— BEGIN INPUT MATERIAL —

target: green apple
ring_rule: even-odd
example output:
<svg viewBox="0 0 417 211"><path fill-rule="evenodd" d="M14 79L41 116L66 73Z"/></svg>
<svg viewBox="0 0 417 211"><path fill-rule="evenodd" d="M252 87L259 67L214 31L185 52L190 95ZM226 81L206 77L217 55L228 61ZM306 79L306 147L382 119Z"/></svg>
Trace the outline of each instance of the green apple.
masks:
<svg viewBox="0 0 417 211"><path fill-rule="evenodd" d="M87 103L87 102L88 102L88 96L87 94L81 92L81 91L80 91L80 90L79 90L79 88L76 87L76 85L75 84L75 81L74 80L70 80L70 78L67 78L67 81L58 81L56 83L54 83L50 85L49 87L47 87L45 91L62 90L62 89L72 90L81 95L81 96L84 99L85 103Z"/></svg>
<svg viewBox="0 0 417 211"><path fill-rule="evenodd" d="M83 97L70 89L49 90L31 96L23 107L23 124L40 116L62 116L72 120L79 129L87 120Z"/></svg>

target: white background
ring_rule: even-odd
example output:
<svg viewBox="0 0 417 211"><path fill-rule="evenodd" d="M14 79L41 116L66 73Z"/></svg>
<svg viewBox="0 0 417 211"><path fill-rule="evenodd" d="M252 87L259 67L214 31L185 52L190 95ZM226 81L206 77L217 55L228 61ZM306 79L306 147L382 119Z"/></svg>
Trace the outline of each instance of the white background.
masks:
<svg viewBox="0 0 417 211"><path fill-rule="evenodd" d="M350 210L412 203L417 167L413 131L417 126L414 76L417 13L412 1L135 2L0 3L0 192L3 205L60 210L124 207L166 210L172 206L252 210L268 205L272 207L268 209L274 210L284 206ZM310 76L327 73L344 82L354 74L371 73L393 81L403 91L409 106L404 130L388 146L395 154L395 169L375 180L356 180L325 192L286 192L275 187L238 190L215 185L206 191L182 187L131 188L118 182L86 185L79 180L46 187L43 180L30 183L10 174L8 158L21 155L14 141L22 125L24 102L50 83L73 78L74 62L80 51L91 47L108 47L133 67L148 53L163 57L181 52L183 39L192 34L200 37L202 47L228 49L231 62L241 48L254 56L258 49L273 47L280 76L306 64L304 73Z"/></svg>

— END INPUT MATERIAL —

> [TASK STATEMENT]:
Exactly as they are written, print the entries again.

> [EXERCISE RESULT]:
target: green apple
ring_rule: even-odd
example output:
<svg viewBox="0 0 417 211"><path fill-rule="evenodd" d="M14 79L41 116L66 73Z"/></svg>
<svg viewBox="0 0 417 211"><path fill-rule="evenodd" d="M252 87L259 67L214 31L185 52L190 95ZM226 81L206 77L217 55L228 61ZM306 79L306 147L382 119Z"/></svg>
Trace the outline of each instance of the green apple.
masks:
<svg viewBox="0 0 417 211"><path fill-rule="evenodd" d="M87 103L87 102L88 102L88 96L87 94L81 92L81 91L80 91L80 90L79 90L79 88L76 87L76 85L75 84L75 81L74 80L70 80L70 78L67 78L67 81L58 81L56 83L54 83L50 85L49 87L47 87L45 91L62 90L62 89L72 90L81 95L81 96L84 99L85 103Z"/></svg>
<svg viewBox="0 0 417 211"><path fill-rule="evenodd" d="M83 97L70 89L49 90L31 96L23 107L23 124L40 116L62 116L72 120L79 129L87 120Z"/></svg>

target: white background
ring_rule: even-odd
example output:
<svg viewBox="0 0 417 211"><path fill-rule="evenodd" d="M14 79L41 116L66 73Z"/></svg>
<svg viewBox="0 0 417 211"><path fill-rule="evenodd" d="M252 87L259 67L214 31L185 52L190 95ZM226 81L206 77L217 55L228 61ZM306 79L306 147L382 119Z"/></svg>
Trace the outline of each instance of the white background.
masks:
<svg viewBox="0 0 417 211"><path fill-rule="evenodd" d="M350 210L412 203L417 167L413 131L417 126L414 76L417 13L412 1L135 2L0 3L0 192L3 205L60 210L124 207L166 210L172 206L252 210L268 205L272 207L268 209L274 210L284 206ZM310 76L327 73L344 82L354 74L371 73L393 81L403 91L409 106L404 130L388 146L395 154L395 169L375 180L356 180L325 192L286 192L275 187L238 190L215 185L206 191L182 187L131 188L118 182L86 185L79 180L46 187L43 180L30 183L10 174L8 158L21 155L14 141L22 125L24 102L50 83L73 78L74 62L80 51L91 47L108 47L133 67L148 53L163 57L181 52L183 39L192 34L200 37L202 47L228 49L231 62L241 48L254 56L258 49L273 47L280 76L306 64L304 73Z"/></svg>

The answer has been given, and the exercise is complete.